Consigne = Extrayez de l'article consacré au plan gouvernemental sur les déchets, sans la moindre modification, tout le passage allant de « Le dernier-né des » jusqu'à « décharges, se poursuivent. ».

Texte fourni =
▽
Suzanne BAAKLINI | L’Orient Le Jour
Le plan gouvernemental présente des zones d’ombre et les tractations avec les municipalités et les forces politiques locales des deux régions concernées se poursuivent.
Le dernier-né des plans gouvernementaux pour une sortie de crise au niveau des déchets n’a rien à envier à ses prédécesseurs, en matière de flou dans les décisions et de propositions controversées. Pour ne rien changer, l’incertitude entoure toujours la date de mise en application du plan, du fait que les concertations sur les incitations financières avec les municipalités des deux régions (Bourj Hammoud au nord de Beyrouth et Costa Brava au Sud), devant accueillir les décharges, se poursuivent.
L’objectif des autorités semble toutefois plus clair : après une crise qui a empli les rues de déchets pour une période exceptionnellement longue, elles imposent une nouvelle fois des solutions très centralisées, des décharges côtières, littéralement sur la mer, pour quatre ans, auxquelles devront succéder des incinérateurs, pour lesquels les appels d’offres ont déjà été lancés par le Conseil du développement et de la reconstruction (CDR). Quoi de plus opportun ?
△
Données =
▽
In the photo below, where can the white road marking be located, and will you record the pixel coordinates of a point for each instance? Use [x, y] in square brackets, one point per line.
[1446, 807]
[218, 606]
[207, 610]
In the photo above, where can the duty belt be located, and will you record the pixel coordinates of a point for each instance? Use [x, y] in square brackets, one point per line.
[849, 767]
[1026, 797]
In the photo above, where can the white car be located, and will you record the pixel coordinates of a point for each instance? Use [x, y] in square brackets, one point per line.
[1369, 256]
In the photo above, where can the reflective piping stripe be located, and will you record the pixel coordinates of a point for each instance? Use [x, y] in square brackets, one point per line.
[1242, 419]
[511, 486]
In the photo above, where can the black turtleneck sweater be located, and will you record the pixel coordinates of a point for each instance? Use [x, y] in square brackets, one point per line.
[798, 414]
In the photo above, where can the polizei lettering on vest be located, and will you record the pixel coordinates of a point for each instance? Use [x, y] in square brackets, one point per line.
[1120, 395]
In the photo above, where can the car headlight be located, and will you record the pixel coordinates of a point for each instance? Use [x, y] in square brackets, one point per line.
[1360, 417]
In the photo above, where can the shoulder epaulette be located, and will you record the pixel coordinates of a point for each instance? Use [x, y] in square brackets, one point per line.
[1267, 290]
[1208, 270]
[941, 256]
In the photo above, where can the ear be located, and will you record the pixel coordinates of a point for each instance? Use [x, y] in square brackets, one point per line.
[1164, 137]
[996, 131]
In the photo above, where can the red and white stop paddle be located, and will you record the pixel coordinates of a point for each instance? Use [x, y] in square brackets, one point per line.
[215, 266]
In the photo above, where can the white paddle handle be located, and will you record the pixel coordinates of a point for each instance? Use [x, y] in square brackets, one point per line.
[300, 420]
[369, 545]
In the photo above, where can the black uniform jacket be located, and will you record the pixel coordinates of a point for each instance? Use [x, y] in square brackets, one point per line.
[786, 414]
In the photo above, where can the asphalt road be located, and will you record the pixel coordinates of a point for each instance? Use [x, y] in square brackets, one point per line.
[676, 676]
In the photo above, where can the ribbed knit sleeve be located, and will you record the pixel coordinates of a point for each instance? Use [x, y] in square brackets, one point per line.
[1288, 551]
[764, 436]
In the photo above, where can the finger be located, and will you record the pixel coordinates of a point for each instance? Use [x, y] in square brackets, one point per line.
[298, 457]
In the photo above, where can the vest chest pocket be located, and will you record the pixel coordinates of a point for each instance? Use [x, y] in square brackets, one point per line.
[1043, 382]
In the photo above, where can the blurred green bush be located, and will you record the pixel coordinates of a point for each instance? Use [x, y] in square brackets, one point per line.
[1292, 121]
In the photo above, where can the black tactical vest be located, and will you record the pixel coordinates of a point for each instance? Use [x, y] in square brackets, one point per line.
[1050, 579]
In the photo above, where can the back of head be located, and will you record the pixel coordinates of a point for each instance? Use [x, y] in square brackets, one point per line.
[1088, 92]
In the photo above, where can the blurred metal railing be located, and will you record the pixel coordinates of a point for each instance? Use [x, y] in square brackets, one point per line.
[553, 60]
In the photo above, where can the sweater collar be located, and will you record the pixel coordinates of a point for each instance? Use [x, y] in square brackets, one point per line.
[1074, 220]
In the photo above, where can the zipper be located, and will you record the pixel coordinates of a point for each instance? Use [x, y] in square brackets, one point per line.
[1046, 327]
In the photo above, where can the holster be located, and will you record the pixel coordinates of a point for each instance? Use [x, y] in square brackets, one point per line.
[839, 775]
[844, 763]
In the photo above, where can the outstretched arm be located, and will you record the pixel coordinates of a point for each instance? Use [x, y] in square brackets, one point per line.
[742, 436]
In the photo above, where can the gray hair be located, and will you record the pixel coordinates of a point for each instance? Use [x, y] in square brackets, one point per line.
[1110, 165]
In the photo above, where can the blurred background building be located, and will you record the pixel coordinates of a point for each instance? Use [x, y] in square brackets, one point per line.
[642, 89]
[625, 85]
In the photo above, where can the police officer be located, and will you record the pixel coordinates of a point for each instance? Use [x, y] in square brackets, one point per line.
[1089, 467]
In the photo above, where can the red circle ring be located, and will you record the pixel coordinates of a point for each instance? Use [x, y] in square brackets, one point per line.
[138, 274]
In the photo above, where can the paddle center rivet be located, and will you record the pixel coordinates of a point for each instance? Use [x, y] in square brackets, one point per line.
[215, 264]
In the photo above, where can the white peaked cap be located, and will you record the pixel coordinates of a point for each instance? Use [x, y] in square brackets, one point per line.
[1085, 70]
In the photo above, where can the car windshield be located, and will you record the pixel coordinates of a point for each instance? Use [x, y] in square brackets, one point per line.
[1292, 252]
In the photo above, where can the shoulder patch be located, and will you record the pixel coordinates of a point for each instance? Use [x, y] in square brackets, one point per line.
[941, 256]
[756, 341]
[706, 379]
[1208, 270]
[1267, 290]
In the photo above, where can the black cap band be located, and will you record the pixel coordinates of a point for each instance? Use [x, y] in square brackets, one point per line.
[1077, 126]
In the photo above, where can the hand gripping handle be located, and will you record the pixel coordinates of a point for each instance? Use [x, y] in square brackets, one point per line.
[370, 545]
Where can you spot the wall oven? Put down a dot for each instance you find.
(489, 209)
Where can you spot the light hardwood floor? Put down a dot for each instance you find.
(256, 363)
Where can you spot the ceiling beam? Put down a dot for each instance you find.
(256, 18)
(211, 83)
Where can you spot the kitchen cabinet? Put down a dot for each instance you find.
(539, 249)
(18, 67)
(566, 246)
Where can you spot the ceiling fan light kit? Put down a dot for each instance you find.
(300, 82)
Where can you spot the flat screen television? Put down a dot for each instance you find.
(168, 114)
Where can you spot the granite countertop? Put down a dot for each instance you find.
△
Solution =
Le dernier-né des plans gouvernementaux pour une sortie de crise au niveau des déchets n’a rien à envier à ses prédécesseurs, en matière de flou dans les décisions et de propositions controversées. Pour ne rien changer, l’incertitude entoure toujours la date de mise en application du plan, du fait que les concertations sur les incitations financières avec les municipalités des deux régions (Bourj Hammoud au nord de Beyrouth et Costa Brava au Sud), devant accueillir les décharges, se poursuivent.